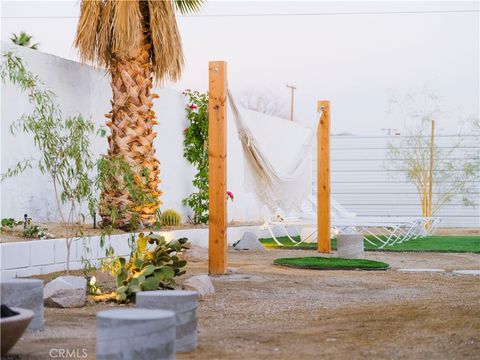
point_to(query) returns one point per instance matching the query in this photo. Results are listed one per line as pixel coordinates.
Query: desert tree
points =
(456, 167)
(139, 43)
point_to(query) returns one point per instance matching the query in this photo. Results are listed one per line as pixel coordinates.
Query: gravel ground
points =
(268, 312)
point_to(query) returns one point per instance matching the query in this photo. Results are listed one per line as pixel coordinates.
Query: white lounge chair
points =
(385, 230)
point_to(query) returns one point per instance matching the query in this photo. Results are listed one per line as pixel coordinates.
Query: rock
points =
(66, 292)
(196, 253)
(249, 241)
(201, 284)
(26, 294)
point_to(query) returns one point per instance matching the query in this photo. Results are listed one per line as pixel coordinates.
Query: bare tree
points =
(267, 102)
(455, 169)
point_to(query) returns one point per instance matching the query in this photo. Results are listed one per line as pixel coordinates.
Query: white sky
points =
....
Each line in the data where the string "white" occurs should be identified and copied.

_Task solution_:
Query: white lounge chair
Query: white sky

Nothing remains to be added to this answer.